**The task**
Reproduce each of the records below word for word.

-- start --

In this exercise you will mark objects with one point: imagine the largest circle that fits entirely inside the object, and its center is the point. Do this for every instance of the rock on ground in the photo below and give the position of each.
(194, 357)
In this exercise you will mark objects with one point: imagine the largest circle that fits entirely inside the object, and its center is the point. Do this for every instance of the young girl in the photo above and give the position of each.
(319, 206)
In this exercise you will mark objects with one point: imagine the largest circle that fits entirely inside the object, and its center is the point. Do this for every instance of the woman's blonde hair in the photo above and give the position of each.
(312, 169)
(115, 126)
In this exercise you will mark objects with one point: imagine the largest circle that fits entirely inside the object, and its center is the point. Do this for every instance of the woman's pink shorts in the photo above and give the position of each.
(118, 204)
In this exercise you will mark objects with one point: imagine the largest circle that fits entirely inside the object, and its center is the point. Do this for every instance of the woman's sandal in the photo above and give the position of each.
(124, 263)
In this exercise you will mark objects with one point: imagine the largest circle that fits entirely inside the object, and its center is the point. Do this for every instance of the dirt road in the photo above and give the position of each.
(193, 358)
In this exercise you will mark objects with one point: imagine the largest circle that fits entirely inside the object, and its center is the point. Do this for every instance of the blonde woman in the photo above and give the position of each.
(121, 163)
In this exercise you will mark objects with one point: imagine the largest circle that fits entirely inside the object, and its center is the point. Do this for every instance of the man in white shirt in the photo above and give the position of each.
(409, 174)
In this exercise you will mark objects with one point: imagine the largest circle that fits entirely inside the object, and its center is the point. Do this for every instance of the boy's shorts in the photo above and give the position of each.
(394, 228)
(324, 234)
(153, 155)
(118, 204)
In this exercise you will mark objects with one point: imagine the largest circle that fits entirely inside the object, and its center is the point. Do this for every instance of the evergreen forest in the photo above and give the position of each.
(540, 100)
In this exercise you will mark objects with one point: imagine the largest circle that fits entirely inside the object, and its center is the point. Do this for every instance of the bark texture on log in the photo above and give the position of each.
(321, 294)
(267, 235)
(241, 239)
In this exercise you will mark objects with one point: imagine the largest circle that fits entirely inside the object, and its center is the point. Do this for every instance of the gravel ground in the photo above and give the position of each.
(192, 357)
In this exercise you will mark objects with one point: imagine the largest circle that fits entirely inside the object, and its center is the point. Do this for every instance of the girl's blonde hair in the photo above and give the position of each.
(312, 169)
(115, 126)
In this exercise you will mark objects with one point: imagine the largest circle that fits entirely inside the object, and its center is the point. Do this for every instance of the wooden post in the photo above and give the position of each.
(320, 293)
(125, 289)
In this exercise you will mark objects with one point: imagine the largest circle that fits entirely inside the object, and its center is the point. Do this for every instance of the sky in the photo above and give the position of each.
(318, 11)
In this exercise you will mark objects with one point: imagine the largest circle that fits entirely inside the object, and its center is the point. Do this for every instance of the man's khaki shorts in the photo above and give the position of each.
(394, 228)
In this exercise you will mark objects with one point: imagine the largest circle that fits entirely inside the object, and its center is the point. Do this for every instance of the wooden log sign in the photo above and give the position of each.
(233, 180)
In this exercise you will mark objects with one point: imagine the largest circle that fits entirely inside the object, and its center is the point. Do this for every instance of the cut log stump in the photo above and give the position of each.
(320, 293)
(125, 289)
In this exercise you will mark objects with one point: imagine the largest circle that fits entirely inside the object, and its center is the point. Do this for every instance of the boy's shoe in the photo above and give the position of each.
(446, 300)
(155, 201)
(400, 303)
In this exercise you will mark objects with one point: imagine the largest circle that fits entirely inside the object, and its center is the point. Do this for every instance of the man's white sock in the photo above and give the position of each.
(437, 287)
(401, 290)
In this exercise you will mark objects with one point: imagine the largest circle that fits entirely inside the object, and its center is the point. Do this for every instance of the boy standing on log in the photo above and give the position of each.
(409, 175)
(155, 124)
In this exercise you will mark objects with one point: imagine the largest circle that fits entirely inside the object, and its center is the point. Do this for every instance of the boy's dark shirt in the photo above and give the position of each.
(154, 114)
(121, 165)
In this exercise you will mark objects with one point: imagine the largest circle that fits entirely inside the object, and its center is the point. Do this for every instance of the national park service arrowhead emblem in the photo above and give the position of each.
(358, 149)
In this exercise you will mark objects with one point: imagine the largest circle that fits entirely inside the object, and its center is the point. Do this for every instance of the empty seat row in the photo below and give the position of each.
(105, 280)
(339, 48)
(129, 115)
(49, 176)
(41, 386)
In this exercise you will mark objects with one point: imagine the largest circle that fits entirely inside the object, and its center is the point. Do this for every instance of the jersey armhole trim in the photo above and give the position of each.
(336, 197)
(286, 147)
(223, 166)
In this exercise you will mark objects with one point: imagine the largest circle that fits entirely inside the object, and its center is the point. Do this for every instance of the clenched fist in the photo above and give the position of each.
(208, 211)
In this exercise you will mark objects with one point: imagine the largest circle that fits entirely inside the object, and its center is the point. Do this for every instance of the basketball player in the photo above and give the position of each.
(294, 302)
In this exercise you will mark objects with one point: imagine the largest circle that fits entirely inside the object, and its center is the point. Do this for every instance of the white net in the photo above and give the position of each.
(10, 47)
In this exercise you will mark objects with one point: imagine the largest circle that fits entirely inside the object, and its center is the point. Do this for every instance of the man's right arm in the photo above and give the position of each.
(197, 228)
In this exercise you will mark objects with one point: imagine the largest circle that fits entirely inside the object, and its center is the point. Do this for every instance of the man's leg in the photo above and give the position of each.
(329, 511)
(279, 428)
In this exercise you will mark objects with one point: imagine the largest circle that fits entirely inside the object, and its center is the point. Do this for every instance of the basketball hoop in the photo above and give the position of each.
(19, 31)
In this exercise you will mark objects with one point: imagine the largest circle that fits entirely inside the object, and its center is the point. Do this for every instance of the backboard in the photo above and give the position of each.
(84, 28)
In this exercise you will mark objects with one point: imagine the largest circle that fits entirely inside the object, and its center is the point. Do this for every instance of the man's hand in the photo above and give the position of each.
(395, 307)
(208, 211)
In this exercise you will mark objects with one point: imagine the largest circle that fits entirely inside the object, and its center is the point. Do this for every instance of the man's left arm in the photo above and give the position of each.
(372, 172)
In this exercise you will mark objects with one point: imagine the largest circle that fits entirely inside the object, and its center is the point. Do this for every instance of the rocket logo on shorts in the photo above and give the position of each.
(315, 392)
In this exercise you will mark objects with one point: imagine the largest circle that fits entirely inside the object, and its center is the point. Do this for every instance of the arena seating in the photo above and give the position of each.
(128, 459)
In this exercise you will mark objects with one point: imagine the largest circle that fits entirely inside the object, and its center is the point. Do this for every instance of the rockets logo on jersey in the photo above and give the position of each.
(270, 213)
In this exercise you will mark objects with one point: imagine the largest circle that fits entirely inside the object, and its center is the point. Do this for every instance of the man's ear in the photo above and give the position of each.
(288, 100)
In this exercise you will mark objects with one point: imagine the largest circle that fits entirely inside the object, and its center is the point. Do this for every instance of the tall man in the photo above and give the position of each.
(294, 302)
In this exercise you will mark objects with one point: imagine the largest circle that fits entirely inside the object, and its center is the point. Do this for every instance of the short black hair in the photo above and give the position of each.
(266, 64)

-- end --

**Solution to this task**
In this exercise you will mark objects with one point: imagine the largest circle that fits entirely inside the object, and its center is the point. Do this for every instance of the rock on ground in the photo below and give the position of each.
(194, 357)
In this exercise you will mark objects with one point: imagine the largest circle that fits entirely inside the object, and its center is the point. Do this for every instance of the young girl in the photo above and give the position of each.
(319, 206)
In this exercise you will mark objects with one point: imagine the largest circle that fits entirely inside the object, and its center is the point. Do this for every instance of the woman's blonde hair in the photo above and give the position of each.
(312, 169)
(115, 126)
In this exercise you will mark objects with one point: imagine the largest circle that fits entirely inside the object, and its center is the point. Do this for every instance of the woman's pink shorts in the photo above and give the position of each.
(118, 204)
In this exercise you will mark objects with one point: imagine the largest circle that fits entirely inside the object, and its center is the point. Do this for every instance of the woman's sandal in the photo above and give the position of each.
(124, 263)
In this exercise you will mark objects with one point: imagine the largest circle that fits entirely inside the object, and its center is the point. Do this for every instance of the dirt road in the photo above and give the position of each.
(193, 358)
In this exercise you will mark objects with one point: imagine the largest circle that fits entirely inside the object, and its center is the point. Do this for every instance of the blonde woman in the photo above and give the position of each.
(121, 163)
In this exercise you will mark objects with one point: imagine the largest circle that fits entirely inside the object, and its center is the point. Do this for every instance of the man in white shirt in the photo above and give the position of each.
(409, 174)
In this exercise you will mark objects with one point: imagine the largest circle that fits entirely inside the object, and its center is the point. Do this for every instance of the boy's shorts in the photo above and give the position of each.
(394, 228)
(324, 234)
(153, 155)
(118, 204)
In this exercise you will mark objects with one point: imagine the largest circle that fits entirely inside the object, and its center is the point. Do this for every instance of the evergreen forest in the photo above and give the position of each.
(540, 100)
In this exercise you will mark objects with one point: imagine the largest circle that fits entirely inside the object, and its center is the point. Do this for every instance of the bark texture on log in the photo above and give the position of each.
(321, 294)
(267, 235)
(241, 239)
In this exercise you will mark objects with one point: imagine the largest circle that fits entirely inside the object, and its center is the point. Do this for every instance of the gravel ground in the photo above and give the position of each.
(192, 357)
In this exercise you will mark objects with one point: imagine the largest circle that fits entirely inside the object, and its center is the point. Do this for every instance of the girl's blonde hair in the photo above and give the position of each.
(312, 169)
(115, 126)
In this exercise you will mark objects with one point: imagine the largest circle that fits entirely inside the object, and its center is the point. Do this for every instance of the wooden post in the photo above and give the position of each.
(320, 293)
(125, 289)
In this exercise you will mark objects with one point: imagine the largest circle that fits entirely inside the object, and its center is the point. Do this for every instance of the sky in the photo above and give the position of each.
(318, 11)
In this exercise you will mark objects with one point: imagine the largest circle that fits entirely inside the object, and its center is the point. Do this for every instance of the man's khaki shorts in the photo above and give the position of each.
(394, 228)
In this exercise you will mark objects with one point: imagine the largest circle that fits entirely inside the object, and its center is the point. Do this for every instance of the wooden log sign in the photo above and give the position of each.
(233, 180)
In this exercise you will mark objects with one point: imagine the largest circle that fits entirely inside the object, and its center is the point. Do this for every instance of the cut log stump in the photo above and give the position of each.
(320, 293)
(125, 289)
In this exercise you will mark objects with one point: imagine the largest circle that fits entirely inside the object, and its center is the point. Do this for every instance of the boy's shoe in the photo above and give the position of each.
(446, 300)
(155, 201)
(400, 303)
In this exercise you will mark objects with one point: imagine the largest circle that fits entirely inside the object, and its center is the point. Do this for every instance of the man's white sock in the photo above and give the position of each.
(437, 287)
(401, 290)
In this exercise you will mark objects with one point: imagine the largest circle that fits entirely inside the object, and its center is the point. Do this for every instance of the boy standing on log in the photo above and give the position of each.
(409, 175)
(155, 124)
In this exercise you will mark objects with one point: imagine the largest circle that fits entirely inside the object, and its center is the point. Do this for every instance of the boy's dark shirt in the photo above and give the position of each.
(154, 114)
(121, 165)
In this exercise you will mark objects with one point: imagine the largest circle that fits entirely inside the object, and its center is the point. Do this for every instance of the national park service arrowhead emblem in the photo above and give the position of each.
(358, 149)
In this exercise you will mark objects with one point: imagine the largest circle that fits entirely inside the object, and its center is the point. Do this for every instance of the empty seat row in the photo below and give the position of each.
(105, 280)
(339, 48)
(129, 115)
(49, 176)
(41, 386)
In this exercise you will mark objects with one point: imagine the largest circle that fits entirely inside the object, and its center is the point. Do this for every instance of the jersey armhole trim in the photo above and give the position of each.
(336, 197)
(286, 147)
(223, 166)
In this exercise you will mark objects with one point: imagine the largest circle that fits entirely inside the object, and its center is the point. Do this for every instance of the clenched fist in the photo above and give the position of each.
(208, 211)
In this exercise you will mark objects with one point: imagine the largest circle that fits entirely inside the object, and its center is the point. Do this for every instance of the basketball player in the photo above and give the position of each.
(294, 302)
In this exercise you will mark objects with one point: imagine the largest circle that fits entirely inside the object, and its center is the point. Do this for every instance of the white net in the photo above and give the position of each.
(10, 47)
In this exercise you will mark objects with one point: imagine the largest circle that fits entirely inside the object, and its center is the point. Do this for every instance of the man's right arm in the photo above and give the position of each.
(197, 228)
In this exercise you will mark objects with one point: imagine the largest circle that fits entirely inside the object, and its center is the point. Do this for every instance of the man's leg in the photo above and give the position of each.
(329, 511)
(279, 428)
In this exercise you will mark objects with one point: imagine the largest circle that fits entirely inside the object, and its center is the point. Do this for every instance of the basketball hoop in the photo above and give the position of each.
(19, 31)
In this exercise you will mark objects with one point: imagine the largest circle that fits entirely inside the object, and its center is the point. Do this for every instance of the backboard in the photo above and give the position of each.
(84, 28)
In this exercise you will mark objects with one point: imagine the largest circle that fits entirely inside the object, and its center is the point. Do this for every instance of the man's hand in the photo above and give the position of each.
(395, 307)
(208, 211)
In this exercise you will mark objects with one point: imagine the largest circle that fits entirely inside the object, and its center is the point. Do this for every instance of the man's left arm in the photo above and give the position of each.
(372, 172)
In this exercise you will mark objects with one point: imagine the largest circle that fits entirely inside the object, and its center is the point. Do this for every instance of the rocket logo on shorts in the photo above and give the position of each.
(315, 392)
In this exercise you will mark objects with one point: imagine the largest circle that fits entirely inside the object, and its center is the point. Do this for every instance of the arena seating in the photo above and give the position of each.
(128, 459)
In this exercise you will mark objects with one point: imagine the largest circle that fits entirely inside the object, and its center is the point. Do this for every instance of the rockets logo on jersey in the photo above and give the position of each.
(270, 213)
In this exercise you will mark objects with one point: imagine the largest circle that fits entirely inside the object, and its center is the point. Do this for every instance of the man's ear in the photo above and give the position of each.
(288, 100)
In this exercise you will mark objects with one point: imagine the largest circle that fits entirely inside the object, and its center is the point. Do this for every instance of the tall man in the photo above and give the position of each.
(294, 302)
In this exercise you will mark objects with one point: imagine the largest circle that fits entirely inside the object, and its center is the point. Do this for every instance of the short black hair in the photo above and give the position of each.
(266, 64)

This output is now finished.